(Source data)
------------------------------------
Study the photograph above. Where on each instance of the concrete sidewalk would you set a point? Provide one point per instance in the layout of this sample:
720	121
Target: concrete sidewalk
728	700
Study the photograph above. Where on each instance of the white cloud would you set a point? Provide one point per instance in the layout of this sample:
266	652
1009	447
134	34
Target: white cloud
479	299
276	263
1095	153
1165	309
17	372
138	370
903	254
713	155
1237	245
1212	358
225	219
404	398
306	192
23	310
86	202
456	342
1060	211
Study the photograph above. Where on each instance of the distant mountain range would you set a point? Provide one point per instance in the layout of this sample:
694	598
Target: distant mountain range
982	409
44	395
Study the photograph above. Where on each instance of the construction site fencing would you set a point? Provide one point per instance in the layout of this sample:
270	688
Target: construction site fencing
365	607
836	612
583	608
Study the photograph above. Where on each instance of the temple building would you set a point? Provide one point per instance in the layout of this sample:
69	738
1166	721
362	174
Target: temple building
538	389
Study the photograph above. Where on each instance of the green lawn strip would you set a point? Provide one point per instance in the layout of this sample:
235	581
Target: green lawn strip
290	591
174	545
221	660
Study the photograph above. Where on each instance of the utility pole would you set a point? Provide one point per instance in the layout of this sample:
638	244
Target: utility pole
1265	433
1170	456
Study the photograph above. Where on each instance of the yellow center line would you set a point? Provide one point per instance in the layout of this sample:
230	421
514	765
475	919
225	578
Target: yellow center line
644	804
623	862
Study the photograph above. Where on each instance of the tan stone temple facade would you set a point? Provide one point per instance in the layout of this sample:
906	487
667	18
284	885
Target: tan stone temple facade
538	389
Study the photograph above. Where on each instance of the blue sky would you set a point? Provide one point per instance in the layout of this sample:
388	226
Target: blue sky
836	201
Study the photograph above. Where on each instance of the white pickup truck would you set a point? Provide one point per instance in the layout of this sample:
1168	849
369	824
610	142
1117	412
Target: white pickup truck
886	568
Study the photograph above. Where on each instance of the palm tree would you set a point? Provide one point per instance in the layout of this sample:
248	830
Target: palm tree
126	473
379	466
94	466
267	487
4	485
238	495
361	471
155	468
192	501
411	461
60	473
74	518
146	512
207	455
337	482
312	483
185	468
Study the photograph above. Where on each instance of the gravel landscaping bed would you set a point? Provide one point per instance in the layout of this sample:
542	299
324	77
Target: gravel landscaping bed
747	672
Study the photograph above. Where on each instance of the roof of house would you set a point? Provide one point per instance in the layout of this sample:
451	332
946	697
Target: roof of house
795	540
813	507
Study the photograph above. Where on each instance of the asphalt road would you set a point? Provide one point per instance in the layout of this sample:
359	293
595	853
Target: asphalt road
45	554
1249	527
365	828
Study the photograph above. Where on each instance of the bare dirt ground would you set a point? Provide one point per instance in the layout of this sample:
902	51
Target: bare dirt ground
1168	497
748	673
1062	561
------------------------------------
**Task**: Set the entries down again, unchanged and complete.

**Problem solution**:
Study the photograph above. Where on each instance of the concrete sidewalk would you set a point? Provide one point per instance in the layout of this sample:
720	121
Target: concrete sidewalk
728	700
Study the photograph above. Where on each instance of the white cloud would you set a point? Provide one point per instance in the layout of this sample:
266	652
1009	447
134	34
Target: white cloud
479	299
276	263
1095	153
1165	309
17	372
138	370
903	254
713	155
1237	245
1212	358
225	219
404	398
306	192
23	310
86	202
456	342
1060	211
Study the photograph above. Where on each instance of the distant mountain range would you set a point? Provide one point per instance in the layout of this sample:
694	598
Target: distant mountain range
982	409
44	395
Study the photograph above. Where on each instance of the construction site fencing would you set a point? Provide one point per instance in the layout of this sample:
270	688
Target: construction site fencing
365	607
836	612
583	608
Study the photograph above. Where on each instance of the temple building would you set a point? Provide one point per instance in the layout of this sample:
69	738
1166	721
362	174
Target: temple building
538	389
Study the photograph above. Where on each instance of the green lawn strip would you set a point? Provide one point per instance in the layout of this sample:
235	581
Target: green lawn strip
290	591
174	545
221	660
Study the photograph above. Where on each instance of the utility pole would you set a point? Provide one point per instance in the layout of this sample:
638	244
Target: utility pole
1265	433
1170	456
Study the photograph above. Where on each instance of the yellow center line would you set a point? Provide one point per instance in the layout of this sample:
230	421
514	765
475	919
225	578
Target: yellow center line
644	804
623	862
Study the photograph above. Where on each instance of the tan stone temple facade would you set a point? Provide one point per instance in the layout of this sample:
906	487
667	18
284	885
Target: tan stone temple facade
538	389
Study the photograph above. Where on each instance of the blue sky would you set a point? Provide one point per instance in the layout of this sample:
388	226
Target: blue sky
836	201
Study the photograph above. Where on each instance of the white pickup truck would you set a point? Provide one point per instance in the layout of this sample:
1168	849
369	824
610	142
1117	412
Target: white pickup truck
886	568
Study the photograph above. Where on each instance of the palm tree would you set a point? Provide one point per instance in the layout of this sample:
248	830
Target: palm tree
126	473
379	466
94	466
267	487
4	485
238	495
361	471
155	468
192	501
411	461
60	473
74	518
146	512
207	455
337	482
312	483
185	468
Study the photograph above. Where on each instance of the gravel landscaping bed would you set a point? Provide one point per instance in the layout of this sample:
542	299
324	77
Target: gravel landscaping bed
747	672
Study the photograph above. Where on each instance of the roof of house would you set a point? Provide one point per instance in the layout of this sample:
451	332
946	697
Target: roof of house
795	540
813	507
Study the photograph above. Where on each instance of the asphalt road would you set a point? Provide one point per instance in the layout of this sample:
359	293
595	853
Target: asphalt road
45	554
1249	527
365	828
Study the photograph above. Where on each instance of the bare dirt ground would you set a point? Provide one point per instance in the layout of this sample:
902	51
Target: bare dirt ground
1168	497
748	673
1062	561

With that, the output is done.